:: Task requirements ::
Starting with the line that contains "out the paved", copy every line through the end of the data below, exactly and with nothing added.

:: Data supplied ::
------------

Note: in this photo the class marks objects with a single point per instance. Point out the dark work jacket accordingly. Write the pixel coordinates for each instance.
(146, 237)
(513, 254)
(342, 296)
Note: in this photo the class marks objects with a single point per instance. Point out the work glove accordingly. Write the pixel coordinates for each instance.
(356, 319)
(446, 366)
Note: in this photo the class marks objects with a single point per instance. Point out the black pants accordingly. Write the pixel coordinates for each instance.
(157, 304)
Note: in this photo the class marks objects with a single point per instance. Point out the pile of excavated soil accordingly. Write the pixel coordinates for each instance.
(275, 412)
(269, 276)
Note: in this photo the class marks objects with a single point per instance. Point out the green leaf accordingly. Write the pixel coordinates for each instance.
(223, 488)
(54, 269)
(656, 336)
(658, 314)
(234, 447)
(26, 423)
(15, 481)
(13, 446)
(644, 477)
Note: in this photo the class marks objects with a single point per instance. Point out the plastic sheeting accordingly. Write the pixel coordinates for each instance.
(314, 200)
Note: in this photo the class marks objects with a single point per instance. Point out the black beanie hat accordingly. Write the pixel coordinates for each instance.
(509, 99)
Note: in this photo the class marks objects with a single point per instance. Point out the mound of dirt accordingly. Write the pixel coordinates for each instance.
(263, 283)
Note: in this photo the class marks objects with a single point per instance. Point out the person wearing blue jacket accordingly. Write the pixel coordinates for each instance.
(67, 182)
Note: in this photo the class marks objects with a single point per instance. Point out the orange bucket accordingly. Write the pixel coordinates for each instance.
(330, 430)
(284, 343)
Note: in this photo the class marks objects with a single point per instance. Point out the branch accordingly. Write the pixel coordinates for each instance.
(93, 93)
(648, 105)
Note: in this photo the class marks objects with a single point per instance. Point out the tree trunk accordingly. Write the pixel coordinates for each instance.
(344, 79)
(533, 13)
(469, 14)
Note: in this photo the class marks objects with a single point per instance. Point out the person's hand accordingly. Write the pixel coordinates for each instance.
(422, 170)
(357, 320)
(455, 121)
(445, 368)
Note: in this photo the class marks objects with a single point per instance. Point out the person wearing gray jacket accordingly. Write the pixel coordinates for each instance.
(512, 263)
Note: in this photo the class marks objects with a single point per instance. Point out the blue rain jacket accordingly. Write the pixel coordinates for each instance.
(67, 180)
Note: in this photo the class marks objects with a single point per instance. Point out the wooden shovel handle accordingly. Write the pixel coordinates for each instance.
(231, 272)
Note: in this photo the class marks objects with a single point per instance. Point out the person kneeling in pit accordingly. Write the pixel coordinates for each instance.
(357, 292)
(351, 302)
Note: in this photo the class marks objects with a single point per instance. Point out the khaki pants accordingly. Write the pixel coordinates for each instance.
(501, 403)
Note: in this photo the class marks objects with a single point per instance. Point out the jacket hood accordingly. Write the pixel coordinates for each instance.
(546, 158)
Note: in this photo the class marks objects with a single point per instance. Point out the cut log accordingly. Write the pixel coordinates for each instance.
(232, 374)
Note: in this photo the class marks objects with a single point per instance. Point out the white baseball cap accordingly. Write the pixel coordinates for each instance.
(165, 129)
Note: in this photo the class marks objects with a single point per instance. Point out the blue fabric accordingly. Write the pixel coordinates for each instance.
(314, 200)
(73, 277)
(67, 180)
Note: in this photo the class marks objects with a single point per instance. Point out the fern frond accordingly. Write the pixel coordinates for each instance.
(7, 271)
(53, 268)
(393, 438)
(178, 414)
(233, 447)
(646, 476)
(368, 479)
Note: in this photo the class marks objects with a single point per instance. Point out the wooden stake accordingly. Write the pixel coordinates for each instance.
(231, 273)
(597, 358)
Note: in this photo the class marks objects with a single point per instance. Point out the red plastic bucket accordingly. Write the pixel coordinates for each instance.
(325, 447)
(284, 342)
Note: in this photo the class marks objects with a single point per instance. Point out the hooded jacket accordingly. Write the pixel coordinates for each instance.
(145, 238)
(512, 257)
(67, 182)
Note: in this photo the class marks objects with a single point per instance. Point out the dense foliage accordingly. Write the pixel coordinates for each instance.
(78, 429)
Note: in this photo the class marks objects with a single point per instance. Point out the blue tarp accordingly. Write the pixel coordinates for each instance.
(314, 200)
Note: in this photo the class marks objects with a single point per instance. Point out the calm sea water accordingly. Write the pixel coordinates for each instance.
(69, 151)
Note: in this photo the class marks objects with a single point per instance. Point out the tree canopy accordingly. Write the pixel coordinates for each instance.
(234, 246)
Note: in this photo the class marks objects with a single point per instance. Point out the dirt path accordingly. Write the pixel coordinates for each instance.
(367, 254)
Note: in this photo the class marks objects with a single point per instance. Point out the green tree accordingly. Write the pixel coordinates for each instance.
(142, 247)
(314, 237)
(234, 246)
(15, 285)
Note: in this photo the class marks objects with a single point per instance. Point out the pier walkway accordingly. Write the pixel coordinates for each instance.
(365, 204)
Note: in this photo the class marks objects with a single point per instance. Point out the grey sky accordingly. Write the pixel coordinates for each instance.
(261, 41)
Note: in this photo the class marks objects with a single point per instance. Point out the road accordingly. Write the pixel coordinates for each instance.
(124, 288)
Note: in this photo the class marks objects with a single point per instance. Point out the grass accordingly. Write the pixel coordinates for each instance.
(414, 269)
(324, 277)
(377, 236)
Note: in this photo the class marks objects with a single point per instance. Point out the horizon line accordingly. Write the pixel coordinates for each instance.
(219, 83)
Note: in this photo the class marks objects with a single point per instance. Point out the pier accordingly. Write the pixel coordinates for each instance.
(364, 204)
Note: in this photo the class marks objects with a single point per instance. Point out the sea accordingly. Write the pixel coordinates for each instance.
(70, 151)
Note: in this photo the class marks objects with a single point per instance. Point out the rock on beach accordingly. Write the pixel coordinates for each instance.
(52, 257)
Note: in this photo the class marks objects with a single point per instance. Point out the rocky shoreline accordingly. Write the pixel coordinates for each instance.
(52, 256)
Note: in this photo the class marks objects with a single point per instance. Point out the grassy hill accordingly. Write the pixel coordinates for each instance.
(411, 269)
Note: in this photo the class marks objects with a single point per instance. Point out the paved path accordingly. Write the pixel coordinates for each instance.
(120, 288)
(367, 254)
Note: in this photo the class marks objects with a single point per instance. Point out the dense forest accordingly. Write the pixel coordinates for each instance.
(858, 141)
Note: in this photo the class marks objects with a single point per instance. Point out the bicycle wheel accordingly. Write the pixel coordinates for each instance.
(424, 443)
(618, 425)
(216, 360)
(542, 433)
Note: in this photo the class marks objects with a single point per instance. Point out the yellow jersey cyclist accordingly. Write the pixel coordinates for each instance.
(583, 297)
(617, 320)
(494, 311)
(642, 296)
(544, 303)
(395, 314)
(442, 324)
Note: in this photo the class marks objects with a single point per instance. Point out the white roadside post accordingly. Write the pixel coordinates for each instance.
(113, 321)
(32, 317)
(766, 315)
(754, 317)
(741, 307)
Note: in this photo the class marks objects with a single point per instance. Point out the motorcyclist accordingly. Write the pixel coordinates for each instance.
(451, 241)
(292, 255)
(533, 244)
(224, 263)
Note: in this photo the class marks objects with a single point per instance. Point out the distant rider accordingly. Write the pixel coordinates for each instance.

------------

:: Answer to this problem ::
Note: in this photo the class marks objects with a single point per instance. Point out the paved path accordingly. Write the pixel coordinates for each instance.
(120, 288)
(367, 254)
Note: in this photo the class marks objects with a single point per instance. Point out the dense forest accordingly. Write the pixel coordinates for each instance.
(858, 141)
Note: in this photo the class marks objects with a single point per instance. Point out the bicycle wheel accordingly. Write the pixel coordinates for each instance.
(424, 443)
(618, 425)
(216, 360)
(542, 433)
Note: in this photo the class marks objects with a single point per instance. Point out the yellow jersey cyclist accordingly. Write the pixel coordinates for each instance.
(583, 297)
(617, 320)
(494, 311)
(642, 296)
(544, 303)
(395, 314)
(442, 324)
Note: in this photo the class marks objects with a single point per instance. Point out the white roadside post accordingly. Write the pixel coordinates for each instance.
(113, 321)
(32, 317)
(766, 315)
(754, 317)
(741, 307)
Note: in this photo the class marks objects with a single point per instance. Point out the motorcyclist accordingly. Write the pixel coordinates for each instance.
(451, 241)
(292, 255)
(533, 244)
(224, 263)
Note: in this photo the class marks objects with a single point per instance. Point out the distant rider accordingly. Write the pixel coordinates for each instance.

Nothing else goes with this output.